**About this task**. After finding the line containing "Target: green lawn" below, please output that line and each following one through the line containing "Target: brown garage door", exactly as written.

┄┄┄┄┄┄

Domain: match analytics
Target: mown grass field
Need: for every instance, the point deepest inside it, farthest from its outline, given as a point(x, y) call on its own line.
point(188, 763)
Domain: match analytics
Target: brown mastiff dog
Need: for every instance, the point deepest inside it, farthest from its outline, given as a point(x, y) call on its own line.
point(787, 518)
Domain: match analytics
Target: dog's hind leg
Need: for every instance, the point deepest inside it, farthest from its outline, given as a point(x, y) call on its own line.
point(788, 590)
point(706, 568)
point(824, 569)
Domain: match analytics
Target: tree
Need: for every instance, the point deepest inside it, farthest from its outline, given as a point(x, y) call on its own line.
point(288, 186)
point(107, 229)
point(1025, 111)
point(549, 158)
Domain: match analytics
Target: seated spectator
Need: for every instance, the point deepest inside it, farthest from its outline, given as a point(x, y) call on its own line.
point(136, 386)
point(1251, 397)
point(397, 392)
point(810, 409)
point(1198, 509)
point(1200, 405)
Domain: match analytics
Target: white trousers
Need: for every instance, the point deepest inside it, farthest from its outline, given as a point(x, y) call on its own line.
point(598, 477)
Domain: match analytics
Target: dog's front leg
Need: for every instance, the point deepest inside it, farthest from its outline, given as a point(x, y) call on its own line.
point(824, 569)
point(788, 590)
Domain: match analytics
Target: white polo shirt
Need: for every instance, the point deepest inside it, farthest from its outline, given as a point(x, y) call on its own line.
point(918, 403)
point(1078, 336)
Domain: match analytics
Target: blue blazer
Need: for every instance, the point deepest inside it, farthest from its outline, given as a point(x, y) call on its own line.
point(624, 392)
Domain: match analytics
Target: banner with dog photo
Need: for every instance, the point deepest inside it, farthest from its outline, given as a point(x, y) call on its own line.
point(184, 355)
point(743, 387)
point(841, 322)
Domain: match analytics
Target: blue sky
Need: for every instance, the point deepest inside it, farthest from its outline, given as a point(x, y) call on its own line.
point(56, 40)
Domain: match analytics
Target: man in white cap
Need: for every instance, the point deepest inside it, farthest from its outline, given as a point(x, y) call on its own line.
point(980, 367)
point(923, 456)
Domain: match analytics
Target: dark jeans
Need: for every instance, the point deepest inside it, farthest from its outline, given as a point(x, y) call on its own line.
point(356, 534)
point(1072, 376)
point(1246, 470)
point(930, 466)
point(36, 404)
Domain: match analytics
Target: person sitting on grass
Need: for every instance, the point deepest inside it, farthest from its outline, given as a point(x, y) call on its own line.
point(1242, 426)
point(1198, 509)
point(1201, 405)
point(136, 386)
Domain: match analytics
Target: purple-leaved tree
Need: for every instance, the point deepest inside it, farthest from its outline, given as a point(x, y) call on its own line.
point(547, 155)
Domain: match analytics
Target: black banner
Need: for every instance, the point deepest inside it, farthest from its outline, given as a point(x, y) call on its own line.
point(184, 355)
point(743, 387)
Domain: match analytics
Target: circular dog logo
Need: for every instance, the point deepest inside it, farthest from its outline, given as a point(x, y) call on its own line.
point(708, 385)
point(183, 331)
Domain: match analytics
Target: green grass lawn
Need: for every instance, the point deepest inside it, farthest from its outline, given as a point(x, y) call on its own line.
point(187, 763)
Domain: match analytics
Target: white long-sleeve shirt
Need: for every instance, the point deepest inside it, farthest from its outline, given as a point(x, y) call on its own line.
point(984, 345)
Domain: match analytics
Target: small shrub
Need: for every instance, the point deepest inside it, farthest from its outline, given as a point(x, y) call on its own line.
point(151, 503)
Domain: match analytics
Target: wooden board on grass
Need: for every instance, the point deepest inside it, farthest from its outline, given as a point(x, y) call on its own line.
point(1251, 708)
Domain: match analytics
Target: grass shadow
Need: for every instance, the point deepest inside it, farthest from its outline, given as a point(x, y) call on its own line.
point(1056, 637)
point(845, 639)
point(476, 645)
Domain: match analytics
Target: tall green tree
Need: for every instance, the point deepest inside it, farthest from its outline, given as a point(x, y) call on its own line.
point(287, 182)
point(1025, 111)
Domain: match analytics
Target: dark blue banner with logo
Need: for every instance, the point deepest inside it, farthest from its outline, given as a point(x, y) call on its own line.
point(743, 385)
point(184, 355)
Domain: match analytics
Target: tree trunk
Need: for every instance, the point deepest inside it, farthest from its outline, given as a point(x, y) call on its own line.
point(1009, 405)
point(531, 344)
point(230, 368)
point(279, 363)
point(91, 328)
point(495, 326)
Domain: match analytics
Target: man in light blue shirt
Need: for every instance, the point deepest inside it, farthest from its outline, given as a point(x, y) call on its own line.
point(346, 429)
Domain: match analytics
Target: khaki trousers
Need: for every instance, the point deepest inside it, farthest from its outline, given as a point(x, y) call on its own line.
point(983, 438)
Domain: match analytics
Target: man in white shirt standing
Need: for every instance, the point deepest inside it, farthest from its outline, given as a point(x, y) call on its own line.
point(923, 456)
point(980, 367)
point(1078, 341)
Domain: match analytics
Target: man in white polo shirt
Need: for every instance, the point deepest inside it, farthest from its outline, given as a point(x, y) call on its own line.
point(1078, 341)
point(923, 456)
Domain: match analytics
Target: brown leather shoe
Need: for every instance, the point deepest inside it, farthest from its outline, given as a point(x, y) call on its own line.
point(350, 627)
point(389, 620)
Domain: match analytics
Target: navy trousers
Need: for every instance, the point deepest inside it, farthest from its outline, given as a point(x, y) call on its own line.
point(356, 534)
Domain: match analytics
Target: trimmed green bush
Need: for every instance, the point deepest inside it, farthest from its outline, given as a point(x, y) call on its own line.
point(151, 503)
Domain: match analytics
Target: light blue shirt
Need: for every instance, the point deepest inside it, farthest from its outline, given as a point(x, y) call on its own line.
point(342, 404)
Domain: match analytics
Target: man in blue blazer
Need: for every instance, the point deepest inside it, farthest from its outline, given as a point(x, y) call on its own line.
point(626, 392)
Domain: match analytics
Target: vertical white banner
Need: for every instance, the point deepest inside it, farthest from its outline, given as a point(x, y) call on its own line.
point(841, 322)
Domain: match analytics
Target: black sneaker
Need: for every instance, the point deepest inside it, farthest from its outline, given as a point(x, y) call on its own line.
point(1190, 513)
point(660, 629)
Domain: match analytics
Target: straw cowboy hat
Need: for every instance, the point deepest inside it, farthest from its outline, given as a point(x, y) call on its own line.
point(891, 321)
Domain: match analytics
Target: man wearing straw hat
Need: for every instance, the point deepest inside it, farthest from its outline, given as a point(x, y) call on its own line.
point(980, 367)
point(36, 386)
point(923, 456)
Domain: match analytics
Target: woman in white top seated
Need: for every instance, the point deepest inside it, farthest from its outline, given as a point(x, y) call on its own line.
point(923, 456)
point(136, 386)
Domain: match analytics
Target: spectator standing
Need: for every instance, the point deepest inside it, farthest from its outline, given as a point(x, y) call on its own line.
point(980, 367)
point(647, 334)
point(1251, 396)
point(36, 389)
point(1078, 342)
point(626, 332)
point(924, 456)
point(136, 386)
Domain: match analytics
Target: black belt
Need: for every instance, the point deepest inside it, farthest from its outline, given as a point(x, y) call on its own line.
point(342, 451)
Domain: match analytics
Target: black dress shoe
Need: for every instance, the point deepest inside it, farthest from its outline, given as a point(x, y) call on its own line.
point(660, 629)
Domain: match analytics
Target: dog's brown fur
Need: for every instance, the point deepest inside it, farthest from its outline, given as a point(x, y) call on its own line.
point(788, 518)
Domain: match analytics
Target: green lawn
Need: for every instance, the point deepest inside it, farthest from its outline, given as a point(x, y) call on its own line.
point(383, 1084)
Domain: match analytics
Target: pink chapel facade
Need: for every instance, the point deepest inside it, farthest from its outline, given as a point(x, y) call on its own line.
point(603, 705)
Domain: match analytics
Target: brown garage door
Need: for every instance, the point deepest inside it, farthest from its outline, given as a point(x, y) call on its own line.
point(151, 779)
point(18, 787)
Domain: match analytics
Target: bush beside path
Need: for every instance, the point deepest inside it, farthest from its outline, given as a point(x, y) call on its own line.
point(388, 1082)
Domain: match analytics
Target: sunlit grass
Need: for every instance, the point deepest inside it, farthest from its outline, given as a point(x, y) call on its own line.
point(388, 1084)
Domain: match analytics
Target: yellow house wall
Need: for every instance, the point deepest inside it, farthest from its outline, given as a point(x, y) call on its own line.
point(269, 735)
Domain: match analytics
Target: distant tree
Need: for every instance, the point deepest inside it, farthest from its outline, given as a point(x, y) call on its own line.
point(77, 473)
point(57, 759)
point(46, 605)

┄┄┄┄┄┄

**Exercise answer**.
Target: green lawn
Need: for every instance, the point deepest inside it, farthest from its outline, given as a point(x, y) call on its own line.
point(383, 1084)
Domain: match analytics
Target: pink chapel facade
Need: for every instance, the point deepest inside it, farthest from its outline, given as a point(x, y) call on its own line.
point(603, 705)
Domain: match analytics
Target: brown garage door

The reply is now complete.